- _WHAT IS NEEDED_:
List every person named in the article about the Schulich Leader Scholarships.

Oh, to be a fly on the wall when students find out they’ve won Canada’s largest Science, Technology, Engineering and Math (STEM) scholarship.
“The first thing I did was call my grandmother, then I walked a lap around my school just to calm down,” recounts Isabella Hensley, who attended Marianopolis College in Westmount, Quebec.
“It was undeniably one of the happiest moments of my life,” says Kevin He, a graduate of John Abbott College on Montreal’s West Island.
Meanwhile, Janelle Tam from Vancouver initially thought she’d received a rejection email. “When I saw that it was actually an offer from McGill, I stared at the screen in shock as I tried to process the contents. I was overwhelmed, beyond grateful, and so, so honoured,” Tam says.
The trio are among 10 new McGill students who have received coveted Schulich Leader Scholarships.
The scholarships are the brainchild of McGill graduate and entrepreneur Seymour Schulich, BSc’61, MBA’65, DLitt’04, born from his vision that nurturing leadership in STEM fields is crucial for Canada’s economic prosperity. One of the country’s leading philanthropists, Schulich established the scholarship fund in 2012 to support outstanding students who possess a passion for STEM, an entrepreneurial mindset, and strong leadership skills.

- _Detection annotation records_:
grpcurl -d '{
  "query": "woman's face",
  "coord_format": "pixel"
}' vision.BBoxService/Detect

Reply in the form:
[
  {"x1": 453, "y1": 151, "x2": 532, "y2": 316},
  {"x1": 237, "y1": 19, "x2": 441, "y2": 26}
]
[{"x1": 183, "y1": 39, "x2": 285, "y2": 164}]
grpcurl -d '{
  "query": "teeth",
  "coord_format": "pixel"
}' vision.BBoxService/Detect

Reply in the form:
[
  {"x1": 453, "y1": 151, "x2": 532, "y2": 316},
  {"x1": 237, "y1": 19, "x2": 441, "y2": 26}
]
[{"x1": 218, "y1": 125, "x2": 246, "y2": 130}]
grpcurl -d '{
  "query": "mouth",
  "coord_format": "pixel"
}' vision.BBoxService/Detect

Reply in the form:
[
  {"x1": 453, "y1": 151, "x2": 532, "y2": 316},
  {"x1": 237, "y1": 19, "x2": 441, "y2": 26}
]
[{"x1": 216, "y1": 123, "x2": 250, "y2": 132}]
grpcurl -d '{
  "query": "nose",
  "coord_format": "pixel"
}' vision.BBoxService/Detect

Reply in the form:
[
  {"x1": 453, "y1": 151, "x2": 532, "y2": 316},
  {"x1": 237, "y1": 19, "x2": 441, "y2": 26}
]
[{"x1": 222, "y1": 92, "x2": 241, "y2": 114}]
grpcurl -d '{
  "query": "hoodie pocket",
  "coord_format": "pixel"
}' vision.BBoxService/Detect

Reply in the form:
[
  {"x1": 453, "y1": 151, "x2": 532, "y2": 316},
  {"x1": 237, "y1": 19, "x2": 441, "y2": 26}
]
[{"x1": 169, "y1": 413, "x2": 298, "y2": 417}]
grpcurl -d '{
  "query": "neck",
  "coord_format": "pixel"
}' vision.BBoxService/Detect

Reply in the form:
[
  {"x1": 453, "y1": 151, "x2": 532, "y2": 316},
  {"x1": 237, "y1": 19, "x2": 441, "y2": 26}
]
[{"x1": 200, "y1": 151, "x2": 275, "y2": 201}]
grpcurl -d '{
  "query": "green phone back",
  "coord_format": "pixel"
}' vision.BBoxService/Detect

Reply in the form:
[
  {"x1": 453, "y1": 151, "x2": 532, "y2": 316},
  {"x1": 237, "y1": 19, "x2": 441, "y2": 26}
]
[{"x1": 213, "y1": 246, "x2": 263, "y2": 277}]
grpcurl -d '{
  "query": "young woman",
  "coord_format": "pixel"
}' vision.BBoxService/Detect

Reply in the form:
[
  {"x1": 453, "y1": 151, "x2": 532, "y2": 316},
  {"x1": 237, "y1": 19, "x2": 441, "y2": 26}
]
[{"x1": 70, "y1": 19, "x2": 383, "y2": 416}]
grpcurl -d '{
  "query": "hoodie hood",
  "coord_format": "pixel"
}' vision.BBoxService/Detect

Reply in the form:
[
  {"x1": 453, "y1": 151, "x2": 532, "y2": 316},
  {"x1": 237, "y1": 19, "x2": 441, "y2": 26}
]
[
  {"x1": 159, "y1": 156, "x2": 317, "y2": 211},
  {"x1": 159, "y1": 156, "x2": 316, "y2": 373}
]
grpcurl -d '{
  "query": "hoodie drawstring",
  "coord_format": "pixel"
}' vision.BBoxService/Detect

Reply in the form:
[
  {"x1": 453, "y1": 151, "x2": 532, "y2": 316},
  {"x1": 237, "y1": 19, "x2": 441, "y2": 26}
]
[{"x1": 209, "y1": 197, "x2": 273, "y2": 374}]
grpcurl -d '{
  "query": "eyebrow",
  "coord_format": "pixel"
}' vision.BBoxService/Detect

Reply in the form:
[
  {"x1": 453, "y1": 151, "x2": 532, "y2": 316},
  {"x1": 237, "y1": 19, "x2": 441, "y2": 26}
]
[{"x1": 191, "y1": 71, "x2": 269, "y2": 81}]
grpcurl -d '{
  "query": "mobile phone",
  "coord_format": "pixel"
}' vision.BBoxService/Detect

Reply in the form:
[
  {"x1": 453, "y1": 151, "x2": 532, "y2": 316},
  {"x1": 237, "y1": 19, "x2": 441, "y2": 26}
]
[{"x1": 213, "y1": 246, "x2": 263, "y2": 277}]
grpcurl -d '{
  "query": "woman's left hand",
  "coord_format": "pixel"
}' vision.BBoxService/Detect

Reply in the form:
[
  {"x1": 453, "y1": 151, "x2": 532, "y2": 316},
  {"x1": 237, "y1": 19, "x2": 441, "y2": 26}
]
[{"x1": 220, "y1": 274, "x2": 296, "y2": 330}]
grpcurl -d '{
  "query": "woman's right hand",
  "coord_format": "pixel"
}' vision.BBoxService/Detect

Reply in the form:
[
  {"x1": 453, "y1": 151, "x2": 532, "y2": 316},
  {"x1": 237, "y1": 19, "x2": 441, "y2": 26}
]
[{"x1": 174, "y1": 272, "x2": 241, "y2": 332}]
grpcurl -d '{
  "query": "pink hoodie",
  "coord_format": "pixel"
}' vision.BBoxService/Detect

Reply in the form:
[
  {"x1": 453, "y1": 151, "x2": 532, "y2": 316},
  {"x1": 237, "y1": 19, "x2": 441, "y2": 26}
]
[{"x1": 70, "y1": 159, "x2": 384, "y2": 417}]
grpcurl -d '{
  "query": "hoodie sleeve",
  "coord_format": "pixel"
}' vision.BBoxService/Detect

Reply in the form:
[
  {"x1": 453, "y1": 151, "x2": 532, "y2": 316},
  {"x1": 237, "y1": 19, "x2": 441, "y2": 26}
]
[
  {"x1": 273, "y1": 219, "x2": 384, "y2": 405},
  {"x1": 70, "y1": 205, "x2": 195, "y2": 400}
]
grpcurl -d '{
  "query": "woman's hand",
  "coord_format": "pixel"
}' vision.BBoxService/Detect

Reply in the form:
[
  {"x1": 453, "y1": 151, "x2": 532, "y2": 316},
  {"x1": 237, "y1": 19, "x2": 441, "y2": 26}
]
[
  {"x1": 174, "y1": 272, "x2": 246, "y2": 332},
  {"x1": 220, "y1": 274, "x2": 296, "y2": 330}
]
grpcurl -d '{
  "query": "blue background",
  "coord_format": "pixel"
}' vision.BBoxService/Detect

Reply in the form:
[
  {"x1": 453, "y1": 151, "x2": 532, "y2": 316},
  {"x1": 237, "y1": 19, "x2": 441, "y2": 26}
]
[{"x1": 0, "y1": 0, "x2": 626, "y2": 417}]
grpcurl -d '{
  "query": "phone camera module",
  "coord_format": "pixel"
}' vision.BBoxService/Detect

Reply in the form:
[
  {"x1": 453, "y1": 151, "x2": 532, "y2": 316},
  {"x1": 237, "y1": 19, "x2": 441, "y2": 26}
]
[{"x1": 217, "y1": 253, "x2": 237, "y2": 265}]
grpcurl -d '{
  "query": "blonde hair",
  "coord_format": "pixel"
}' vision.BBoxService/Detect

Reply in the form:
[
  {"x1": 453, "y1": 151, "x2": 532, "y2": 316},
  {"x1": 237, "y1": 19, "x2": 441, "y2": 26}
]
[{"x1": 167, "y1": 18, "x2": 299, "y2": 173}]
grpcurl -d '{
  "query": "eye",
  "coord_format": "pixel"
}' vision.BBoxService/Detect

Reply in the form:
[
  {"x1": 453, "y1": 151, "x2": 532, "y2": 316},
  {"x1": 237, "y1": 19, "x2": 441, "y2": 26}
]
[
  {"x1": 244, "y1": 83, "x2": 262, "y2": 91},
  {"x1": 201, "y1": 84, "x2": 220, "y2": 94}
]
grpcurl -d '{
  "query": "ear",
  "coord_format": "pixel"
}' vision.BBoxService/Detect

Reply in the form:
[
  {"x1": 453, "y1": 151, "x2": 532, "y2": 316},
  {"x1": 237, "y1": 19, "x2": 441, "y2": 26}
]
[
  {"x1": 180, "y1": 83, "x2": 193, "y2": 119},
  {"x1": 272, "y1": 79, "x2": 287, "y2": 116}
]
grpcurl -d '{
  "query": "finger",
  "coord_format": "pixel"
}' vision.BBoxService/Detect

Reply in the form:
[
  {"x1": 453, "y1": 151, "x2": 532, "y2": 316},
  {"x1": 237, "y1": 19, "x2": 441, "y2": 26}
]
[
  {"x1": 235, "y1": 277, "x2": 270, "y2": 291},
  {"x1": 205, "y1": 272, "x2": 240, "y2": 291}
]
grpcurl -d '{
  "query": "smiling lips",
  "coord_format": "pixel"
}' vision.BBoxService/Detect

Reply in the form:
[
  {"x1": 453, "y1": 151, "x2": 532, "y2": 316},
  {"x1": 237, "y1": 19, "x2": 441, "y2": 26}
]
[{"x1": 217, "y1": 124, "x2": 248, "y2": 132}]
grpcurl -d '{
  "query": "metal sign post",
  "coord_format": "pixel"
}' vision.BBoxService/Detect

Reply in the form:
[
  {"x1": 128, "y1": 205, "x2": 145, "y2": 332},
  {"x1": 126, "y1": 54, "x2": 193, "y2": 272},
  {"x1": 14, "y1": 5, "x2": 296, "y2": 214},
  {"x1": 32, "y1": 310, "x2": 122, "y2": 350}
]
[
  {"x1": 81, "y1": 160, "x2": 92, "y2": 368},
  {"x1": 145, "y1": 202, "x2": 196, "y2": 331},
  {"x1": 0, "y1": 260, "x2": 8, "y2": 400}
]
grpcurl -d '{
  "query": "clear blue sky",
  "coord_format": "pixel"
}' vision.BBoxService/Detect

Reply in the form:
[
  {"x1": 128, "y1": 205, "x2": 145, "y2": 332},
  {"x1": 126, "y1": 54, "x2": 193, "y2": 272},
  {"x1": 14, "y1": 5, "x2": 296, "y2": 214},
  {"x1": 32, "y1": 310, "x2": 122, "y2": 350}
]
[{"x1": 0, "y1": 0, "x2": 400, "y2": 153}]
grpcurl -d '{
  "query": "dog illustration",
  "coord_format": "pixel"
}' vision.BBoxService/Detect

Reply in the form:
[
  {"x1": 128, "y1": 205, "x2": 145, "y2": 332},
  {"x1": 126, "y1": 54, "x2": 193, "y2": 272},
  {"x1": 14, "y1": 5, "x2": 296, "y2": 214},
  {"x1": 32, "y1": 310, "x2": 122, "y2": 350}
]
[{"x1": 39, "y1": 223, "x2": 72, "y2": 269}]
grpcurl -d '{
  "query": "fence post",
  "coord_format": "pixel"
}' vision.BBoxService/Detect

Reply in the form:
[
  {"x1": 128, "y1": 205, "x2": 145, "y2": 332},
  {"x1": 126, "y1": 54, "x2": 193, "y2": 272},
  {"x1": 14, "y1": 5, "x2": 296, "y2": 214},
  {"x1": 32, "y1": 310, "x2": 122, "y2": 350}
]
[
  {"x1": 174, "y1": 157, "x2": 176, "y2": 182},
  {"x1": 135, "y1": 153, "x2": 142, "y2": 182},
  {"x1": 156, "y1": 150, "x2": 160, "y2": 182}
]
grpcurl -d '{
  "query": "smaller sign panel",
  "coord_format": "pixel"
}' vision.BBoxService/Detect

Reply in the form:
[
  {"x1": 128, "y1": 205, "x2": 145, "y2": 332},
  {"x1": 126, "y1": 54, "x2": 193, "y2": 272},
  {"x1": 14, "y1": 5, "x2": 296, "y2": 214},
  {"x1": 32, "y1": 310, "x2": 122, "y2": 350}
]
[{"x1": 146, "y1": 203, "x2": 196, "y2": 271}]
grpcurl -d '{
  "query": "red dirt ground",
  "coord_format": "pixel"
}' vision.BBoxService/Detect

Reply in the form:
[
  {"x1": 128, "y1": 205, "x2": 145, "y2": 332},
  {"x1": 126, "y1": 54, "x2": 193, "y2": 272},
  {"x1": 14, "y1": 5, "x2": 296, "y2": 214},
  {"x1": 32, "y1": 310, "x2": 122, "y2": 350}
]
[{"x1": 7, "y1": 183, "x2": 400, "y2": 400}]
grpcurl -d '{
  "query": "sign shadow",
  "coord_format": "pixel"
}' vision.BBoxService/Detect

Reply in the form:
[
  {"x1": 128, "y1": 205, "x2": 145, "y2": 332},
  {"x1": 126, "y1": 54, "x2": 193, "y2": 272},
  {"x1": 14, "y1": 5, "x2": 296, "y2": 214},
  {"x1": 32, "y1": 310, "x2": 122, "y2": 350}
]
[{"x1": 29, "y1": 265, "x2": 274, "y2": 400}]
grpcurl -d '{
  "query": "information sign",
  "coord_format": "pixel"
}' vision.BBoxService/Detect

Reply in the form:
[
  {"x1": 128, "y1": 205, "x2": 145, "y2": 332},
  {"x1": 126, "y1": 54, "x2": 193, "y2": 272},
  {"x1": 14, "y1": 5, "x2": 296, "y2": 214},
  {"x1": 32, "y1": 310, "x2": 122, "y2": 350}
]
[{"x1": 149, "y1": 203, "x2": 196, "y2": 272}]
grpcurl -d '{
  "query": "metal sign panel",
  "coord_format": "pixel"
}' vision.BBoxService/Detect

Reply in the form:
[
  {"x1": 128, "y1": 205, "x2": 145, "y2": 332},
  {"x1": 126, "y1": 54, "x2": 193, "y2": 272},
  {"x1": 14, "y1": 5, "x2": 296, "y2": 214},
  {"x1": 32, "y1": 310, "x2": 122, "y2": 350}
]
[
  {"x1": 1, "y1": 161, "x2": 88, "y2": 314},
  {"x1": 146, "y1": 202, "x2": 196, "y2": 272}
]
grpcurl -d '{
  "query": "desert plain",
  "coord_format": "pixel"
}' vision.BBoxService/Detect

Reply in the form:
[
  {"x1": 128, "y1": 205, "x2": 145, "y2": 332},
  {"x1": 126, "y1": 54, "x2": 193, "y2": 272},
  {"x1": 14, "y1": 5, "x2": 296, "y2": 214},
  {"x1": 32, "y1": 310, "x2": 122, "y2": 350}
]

- _THE COMPLETED TASK_:
Isabella Hensley, Kevin He, Janelle Tam, Seymour Schulich